Task goal: A full, word-for-word copy of the listing below is needed; leave the images out of it.
_ _ _ _
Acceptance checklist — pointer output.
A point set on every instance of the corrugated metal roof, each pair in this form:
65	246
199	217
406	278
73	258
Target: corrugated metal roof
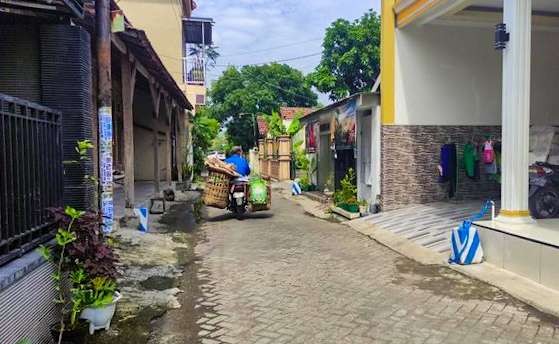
_ _ _ _
Answer space:
Acceptance checklist — pointer output.
A point set on every instance of the corrugated metal roof, each pair in this form:
65	246
199	217
406	278
73	258
Target: corrugated metal roof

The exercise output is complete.